TEXT SHOWN Start Marker
9/11 autopsy guidelines plan abandoned
Associated Press | November 18, 2006
An effort to create standard autopsy guidelines that could document a link between toxic air at ground zero and deaths of 9/11 rescue workers has been abandoned by the federal government amid concerns the information collected could be misinterpreted.
The National Institute for Occupational Safety and Health, in a note posted Friday on its Web site, said the agency "instead will pursue other avenues for documenting long-term health effects from exposure to air contaminants from the World Trade Center disaster."
Outside medical experts who reviewed the plan suggested focusing on monitoring epidemiological patterns of disease in those exposed.
In a Sept. 15 draft, the institute proposed examining specific sections of the lungs and creating a "tissue bank" to preserve certain organs and bodily fluids for later testing.
The institute said reviewers had raised several questions, including concerns that "the draft document could be misinterpreted or misapplied, hindering rather than furthering progress in addressing WTC health concerns."
"This study has many insurmountable barriers to overcome," wrote Dr. David J. Prezant, chief medical officer for the city Fire Department. Prezant, whose review was posted on the Web site, said one of those barriers was the "politics of causality," a reference to pending lawsuits filed against the city by injured workers.
Because autopsy results are often used in civil lawsuits, the results collected by the institute — while intended as a scientific study — could be used as a trial tool for lawyers and others with an "undeniable self-interest" in the cause of death, Prezant said.
The collapse of the twin towers sent thick plumes of concrete dust, fiberglass, asbestos and lead into the air in lower Manhattan. The tainted air was taken in by thousands of ground zero workers in the weeks after the terrorist attack that killed 2,749 people.
The guidelines were intended to be used nationwide in cases such as the death of New York City police detective James Zadroga, who died last January. Zadroga spent 470 hours working amid the toxic fumes, and fell ill within weeks.
An autopsy found the 34-year-old detective died as a result of ground zero exposure, finding that there was material "consistent with dust" found in his lungs.
TEXT SHOWN End Marker
■ **WORK ITEM A**
Answer these questions from the article on the abandoned autopsy guidelines:
(i) Which agency dropped the plan for standard autopsy guidelines?
(ii) On what date was the draft that proposed a "tissue bank" issued?
(iii) How many hours did detective James Zadroga spend working amid the toxic fumes?
■ **WORK ITEM B**
Write out, word for word, the part of the article that opens with the words containing "In a Sept. 15" and closes with "by injured workers.".
The entries after the article are separate material and are not connected to it.
SOURCE MATERIAL Start Marker
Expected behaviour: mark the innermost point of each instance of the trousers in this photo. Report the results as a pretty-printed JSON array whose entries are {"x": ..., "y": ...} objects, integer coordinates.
SOURCE MATERIAL End Marker
SOURCE MATERIAL Start Marker
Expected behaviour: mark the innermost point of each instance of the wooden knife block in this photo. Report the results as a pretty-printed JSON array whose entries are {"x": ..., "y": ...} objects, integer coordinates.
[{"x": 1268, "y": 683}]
SOURCE MATERIAL End Marker
SOURCE MATERIAL Start Marker
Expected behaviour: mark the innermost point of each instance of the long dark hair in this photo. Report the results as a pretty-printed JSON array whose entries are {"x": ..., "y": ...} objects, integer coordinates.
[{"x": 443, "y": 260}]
SOURCE MATERIAL End Marker
■ **RESPONSE BOX A**
(i) The National Institute for Occupational Safety and Health
(ii) Sept. 15
(iii) 470 hours

■ **RESPONSE BOX B**
In a Sept. 15 draft, the institute proposed examining specific sections of the lungs and creating a "tissue bank" to preserve certain organs and bodily fluids for later testing.
The institute said reviewers had raised several questions, including concerns that "the draft document could be misinterpreted or misapplied, hindering rather than furthering progress in addressing WTC health concerns."
"This study has many insurmountable barriers to overcome," wrote Dr. David J. Prezant, chief medical officer for the city Fire Department. Prezant, whose review was posted on the Web site, said one of those barriers was the "politics of causality," a reference to pending lawsuits filed against the city by injured workers.